What you need to do:
Copy the lines from the one with "chrome table frame" up to and including the one with "(525, 1189)", swapping "pointer" for "cursor" and leaving everything else unchanged.

[Pointing and labeling entries]

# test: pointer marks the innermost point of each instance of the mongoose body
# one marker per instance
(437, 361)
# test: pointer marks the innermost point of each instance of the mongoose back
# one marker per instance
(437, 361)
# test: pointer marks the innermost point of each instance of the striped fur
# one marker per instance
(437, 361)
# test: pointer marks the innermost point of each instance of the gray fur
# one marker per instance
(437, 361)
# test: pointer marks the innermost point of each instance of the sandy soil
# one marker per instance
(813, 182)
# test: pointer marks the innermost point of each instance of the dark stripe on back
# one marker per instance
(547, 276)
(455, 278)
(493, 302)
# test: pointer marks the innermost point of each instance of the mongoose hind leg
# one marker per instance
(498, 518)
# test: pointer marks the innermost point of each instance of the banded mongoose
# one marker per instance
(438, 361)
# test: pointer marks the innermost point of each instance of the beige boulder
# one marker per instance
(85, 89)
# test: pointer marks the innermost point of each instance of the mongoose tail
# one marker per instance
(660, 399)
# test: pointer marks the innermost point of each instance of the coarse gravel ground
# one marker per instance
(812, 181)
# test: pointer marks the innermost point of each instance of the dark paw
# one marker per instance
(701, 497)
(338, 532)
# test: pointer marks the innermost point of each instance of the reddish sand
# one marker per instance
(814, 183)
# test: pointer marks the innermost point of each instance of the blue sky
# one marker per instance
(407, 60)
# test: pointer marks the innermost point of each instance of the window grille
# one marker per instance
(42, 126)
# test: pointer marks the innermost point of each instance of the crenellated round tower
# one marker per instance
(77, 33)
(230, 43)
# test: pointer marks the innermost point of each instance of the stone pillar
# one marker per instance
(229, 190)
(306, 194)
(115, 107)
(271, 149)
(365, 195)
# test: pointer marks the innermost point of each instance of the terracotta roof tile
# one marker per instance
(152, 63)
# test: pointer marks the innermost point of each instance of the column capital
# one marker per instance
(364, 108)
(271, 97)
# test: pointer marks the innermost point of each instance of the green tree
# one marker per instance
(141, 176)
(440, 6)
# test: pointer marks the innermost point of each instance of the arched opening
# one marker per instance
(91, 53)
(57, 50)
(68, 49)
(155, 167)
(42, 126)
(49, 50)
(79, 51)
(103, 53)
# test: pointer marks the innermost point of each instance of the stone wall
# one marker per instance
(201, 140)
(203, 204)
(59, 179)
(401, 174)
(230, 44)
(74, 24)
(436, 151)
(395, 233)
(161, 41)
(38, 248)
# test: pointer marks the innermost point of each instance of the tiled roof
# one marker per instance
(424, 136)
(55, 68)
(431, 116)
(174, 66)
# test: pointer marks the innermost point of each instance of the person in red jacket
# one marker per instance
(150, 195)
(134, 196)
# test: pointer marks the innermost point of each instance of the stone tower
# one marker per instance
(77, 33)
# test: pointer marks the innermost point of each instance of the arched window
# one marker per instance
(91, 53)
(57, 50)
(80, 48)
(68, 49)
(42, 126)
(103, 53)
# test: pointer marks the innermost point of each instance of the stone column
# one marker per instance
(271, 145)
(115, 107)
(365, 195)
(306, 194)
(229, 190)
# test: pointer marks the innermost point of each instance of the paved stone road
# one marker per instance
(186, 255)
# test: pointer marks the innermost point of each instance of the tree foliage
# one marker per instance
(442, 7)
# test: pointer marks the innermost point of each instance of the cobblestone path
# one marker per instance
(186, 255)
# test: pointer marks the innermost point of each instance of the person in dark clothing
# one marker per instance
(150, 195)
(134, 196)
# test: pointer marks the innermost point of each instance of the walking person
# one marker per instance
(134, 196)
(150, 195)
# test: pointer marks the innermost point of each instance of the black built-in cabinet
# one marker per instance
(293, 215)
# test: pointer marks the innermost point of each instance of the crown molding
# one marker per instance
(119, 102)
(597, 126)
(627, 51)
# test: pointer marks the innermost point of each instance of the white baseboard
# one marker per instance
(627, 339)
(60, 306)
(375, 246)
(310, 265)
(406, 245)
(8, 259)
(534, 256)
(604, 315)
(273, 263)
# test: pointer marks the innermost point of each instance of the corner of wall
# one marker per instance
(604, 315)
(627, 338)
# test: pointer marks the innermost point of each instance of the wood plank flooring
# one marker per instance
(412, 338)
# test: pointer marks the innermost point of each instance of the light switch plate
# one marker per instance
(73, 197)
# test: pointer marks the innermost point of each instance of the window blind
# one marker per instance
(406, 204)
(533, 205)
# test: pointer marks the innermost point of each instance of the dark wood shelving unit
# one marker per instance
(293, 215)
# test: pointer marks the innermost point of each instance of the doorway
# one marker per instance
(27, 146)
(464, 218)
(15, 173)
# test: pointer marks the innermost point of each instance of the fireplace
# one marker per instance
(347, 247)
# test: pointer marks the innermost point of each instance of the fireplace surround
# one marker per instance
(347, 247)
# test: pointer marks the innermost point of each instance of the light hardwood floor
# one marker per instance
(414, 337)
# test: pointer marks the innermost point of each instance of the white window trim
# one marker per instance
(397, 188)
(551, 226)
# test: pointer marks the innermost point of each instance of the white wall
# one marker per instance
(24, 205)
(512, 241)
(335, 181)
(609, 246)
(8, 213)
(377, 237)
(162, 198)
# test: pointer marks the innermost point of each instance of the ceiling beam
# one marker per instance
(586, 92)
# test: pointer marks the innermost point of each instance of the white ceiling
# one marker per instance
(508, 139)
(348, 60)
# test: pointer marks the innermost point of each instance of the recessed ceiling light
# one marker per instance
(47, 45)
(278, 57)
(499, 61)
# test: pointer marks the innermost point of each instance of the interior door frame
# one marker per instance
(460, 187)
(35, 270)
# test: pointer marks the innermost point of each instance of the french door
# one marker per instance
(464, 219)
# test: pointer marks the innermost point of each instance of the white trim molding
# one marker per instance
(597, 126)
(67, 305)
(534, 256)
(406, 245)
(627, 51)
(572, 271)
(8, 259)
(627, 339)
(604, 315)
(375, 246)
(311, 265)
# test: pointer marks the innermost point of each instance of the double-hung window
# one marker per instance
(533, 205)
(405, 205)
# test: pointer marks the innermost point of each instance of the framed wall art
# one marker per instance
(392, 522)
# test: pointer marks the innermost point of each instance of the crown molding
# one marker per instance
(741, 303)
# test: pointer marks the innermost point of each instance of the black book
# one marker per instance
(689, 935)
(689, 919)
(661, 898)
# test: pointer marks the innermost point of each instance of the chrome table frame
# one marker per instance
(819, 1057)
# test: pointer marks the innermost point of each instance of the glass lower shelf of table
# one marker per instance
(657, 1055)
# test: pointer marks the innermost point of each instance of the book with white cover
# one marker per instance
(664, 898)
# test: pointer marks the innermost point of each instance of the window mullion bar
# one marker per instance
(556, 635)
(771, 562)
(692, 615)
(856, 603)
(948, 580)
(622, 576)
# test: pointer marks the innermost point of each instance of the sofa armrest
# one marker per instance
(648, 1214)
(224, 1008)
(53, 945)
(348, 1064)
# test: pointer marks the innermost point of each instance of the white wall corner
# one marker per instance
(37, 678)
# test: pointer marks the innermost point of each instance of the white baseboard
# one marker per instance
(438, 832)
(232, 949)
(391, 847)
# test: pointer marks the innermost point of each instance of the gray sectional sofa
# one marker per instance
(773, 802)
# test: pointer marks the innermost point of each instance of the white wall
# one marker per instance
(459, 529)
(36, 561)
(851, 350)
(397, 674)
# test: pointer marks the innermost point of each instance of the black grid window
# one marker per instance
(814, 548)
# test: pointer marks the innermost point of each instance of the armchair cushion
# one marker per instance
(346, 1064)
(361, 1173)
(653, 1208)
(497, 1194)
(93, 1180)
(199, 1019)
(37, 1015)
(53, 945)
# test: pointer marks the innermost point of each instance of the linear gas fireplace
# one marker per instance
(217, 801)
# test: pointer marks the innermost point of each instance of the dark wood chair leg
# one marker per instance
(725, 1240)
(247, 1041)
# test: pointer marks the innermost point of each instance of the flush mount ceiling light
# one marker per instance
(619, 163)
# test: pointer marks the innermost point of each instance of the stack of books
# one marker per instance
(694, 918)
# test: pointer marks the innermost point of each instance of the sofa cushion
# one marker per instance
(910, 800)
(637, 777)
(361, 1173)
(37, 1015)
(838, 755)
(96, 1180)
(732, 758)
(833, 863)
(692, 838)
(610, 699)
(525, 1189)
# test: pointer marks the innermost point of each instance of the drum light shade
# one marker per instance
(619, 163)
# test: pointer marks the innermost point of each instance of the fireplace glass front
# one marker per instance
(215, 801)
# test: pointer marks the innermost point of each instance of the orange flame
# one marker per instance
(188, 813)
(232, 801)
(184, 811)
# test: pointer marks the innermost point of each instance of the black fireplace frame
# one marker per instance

Response to this task:
# test: cursor marks the innermost point of each instance of the chrome table frame
# one marker per instance
(819, 1057)
# test: cursor marks the innermost point of each instance of the glass lower shelf of table
# one marker per instance
(657, 1055)
# test: cursor marks the innermost point of each instance of the book with white cover
# one marker per instance
(664, 898)
# test: cursor marks the innermost point of each instance of the window mullion bar
# one marker per instance
(556, 635)
(771, 562)
(692, 615)
(856, 603)
(948, 580)
(622, 576)
# test: cursor marks the innermost point of each instance of the sofa armrest
# one marker per instance
(648, 1214)
(224, 1008)
(53, 945)
(348, 1064)
# test: cursor marks the innermost point of each instance of the white wall corner
# one marker per instance
(37, 678)
# test: cursor marks the innermost point of each instance of the white baseboard
# one marker per instance
(438, 832)
(232, 949)
(391, 847)
# test: cursor marks the innermost point of each instance of the gray sectional sofa
# one marker per instance
(773, 802)
# test: cursor marks the innermost point of each instance of the white wall
# one marker per instance
(459, 529)
(36, 561)
(851, 350)
(397, 674)
# test: cursor marks the innermost point of each instance of the black grid window
# one marker per instance
(814, 548)
# test: cursor marks the innermost point of each instance of the armchair cushion
# one marker per instance
(346, 1064)
(361, 1173)
(653, 1208)
(497, 1194)
(93, 1180)
(199, 1019)
(37, 1015)
(53, 945)
# test: cursor marks the innermost point of each instance of the linear gas fireplace
# one marker per instance
(217, 801)
# test: cursor marks the innermost point of each instance of the dark wood chair leg
# one marker per instance
(725, 1240)
(247, 1041)
# test: cursor marks the innermost point of each instance of the flush mount ceiling light
# one marker per instance
(619, 163)
# test: cursor marks the innermost point of each instance of the stack of books
# one marker per instance
(694, 918)
# test: cursor marks the innermost point of each instance of the sofa cushion
# one marker per instance
(910, 800)
(637, 777)
(361, 1173)
(37, 1015)
(838, 755)
(96, 1180)
(732, 758)
(833, 863)
(692, 838)
(610, 699)
(525, 1189)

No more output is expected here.